Pick out every line in the entries that holds the string "saddle", and copy each one. Case counts.

** begin The data **

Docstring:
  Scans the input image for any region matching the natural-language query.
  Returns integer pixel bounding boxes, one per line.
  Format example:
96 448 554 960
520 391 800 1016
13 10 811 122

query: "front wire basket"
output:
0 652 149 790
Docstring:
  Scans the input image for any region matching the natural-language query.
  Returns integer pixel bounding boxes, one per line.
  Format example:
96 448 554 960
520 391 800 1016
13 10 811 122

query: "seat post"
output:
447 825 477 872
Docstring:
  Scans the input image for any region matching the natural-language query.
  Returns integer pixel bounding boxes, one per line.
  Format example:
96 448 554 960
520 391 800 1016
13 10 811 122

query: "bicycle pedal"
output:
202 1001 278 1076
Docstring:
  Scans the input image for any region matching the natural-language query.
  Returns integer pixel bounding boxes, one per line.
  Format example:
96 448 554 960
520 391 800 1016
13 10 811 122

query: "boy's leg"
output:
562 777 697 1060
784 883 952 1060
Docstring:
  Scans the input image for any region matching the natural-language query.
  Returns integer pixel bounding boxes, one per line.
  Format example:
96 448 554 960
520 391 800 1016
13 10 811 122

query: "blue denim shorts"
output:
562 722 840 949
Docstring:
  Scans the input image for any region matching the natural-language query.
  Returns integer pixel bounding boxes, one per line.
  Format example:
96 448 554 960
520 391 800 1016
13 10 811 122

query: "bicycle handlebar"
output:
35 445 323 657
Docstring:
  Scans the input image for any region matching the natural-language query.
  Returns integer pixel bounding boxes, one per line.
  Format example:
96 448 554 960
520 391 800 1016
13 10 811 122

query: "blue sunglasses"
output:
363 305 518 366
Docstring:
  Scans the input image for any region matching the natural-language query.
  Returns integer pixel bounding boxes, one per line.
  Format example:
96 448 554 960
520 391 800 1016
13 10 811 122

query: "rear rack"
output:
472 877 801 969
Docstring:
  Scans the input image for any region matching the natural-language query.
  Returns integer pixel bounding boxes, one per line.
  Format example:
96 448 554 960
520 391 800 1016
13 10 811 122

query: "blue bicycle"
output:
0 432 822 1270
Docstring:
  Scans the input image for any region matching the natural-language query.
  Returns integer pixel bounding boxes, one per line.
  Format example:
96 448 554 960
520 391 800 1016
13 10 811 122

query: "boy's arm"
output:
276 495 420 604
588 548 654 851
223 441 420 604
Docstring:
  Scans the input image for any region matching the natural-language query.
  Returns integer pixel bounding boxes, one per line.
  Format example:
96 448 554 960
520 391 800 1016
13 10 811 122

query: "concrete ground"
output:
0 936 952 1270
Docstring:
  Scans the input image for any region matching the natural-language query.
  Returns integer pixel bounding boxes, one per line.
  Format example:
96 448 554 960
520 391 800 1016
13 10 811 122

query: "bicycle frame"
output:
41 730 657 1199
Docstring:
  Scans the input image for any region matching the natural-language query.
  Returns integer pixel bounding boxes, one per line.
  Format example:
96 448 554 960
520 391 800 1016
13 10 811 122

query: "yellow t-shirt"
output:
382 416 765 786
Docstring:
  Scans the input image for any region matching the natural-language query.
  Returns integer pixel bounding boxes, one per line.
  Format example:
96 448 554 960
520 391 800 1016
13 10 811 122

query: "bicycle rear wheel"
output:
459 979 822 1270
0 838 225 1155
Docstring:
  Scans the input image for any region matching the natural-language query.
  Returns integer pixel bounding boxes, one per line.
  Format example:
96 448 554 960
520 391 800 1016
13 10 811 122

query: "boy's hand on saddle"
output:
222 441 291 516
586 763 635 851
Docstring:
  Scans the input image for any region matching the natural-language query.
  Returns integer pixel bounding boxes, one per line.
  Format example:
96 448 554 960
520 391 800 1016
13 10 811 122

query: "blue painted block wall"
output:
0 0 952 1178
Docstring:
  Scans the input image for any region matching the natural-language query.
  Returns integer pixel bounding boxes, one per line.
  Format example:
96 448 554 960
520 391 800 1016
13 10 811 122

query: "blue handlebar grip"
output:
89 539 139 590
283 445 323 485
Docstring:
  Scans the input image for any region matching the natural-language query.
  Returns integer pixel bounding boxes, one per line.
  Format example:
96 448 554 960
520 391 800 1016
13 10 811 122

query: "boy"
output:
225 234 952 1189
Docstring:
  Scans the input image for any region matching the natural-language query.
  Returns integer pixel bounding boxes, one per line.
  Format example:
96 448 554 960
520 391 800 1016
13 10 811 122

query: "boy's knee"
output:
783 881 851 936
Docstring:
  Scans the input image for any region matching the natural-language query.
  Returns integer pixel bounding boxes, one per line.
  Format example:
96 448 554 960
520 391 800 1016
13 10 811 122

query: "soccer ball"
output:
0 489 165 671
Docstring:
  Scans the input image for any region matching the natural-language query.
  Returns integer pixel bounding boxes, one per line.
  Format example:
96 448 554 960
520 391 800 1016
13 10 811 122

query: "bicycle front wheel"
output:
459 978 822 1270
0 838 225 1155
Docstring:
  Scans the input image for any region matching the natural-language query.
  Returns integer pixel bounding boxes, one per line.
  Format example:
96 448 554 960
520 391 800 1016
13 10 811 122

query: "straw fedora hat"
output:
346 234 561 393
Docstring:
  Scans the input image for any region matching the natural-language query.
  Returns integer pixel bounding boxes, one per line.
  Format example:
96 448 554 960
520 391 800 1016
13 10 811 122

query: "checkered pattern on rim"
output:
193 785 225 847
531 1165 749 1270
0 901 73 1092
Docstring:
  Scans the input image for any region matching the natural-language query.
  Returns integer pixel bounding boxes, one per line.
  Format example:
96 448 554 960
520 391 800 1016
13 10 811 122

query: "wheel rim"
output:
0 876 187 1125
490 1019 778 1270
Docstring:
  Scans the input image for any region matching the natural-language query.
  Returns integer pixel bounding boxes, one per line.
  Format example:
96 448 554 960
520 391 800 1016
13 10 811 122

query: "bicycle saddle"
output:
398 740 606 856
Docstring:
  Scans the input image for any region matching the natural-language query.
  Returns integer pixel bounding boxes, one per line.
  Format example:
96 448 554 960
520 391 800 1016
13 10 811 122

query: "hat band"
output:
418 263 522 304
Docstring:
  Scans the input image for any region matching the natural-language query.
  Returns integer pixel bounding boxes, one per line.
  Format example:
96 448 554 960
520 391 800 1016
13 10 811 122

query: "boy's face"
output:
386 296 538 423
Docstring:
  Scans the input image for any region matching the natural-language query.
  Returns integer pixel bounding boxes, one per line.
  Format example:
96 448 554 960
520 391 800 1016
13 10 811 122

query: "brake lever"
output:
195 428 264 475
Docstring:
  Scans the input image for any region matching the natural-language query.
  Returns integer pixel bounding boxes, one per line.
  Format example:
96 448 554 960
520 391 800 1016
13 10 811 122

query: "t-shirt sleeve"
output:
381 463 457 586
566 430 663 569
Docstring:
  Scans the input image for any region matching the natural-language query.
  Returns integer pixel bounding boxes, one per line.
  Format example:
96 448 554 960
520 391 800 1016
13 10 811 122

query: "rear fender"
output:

** end The data **

**Output of the exercise:**
query: "boy's hand on saddle"
query: "bicycle saddle"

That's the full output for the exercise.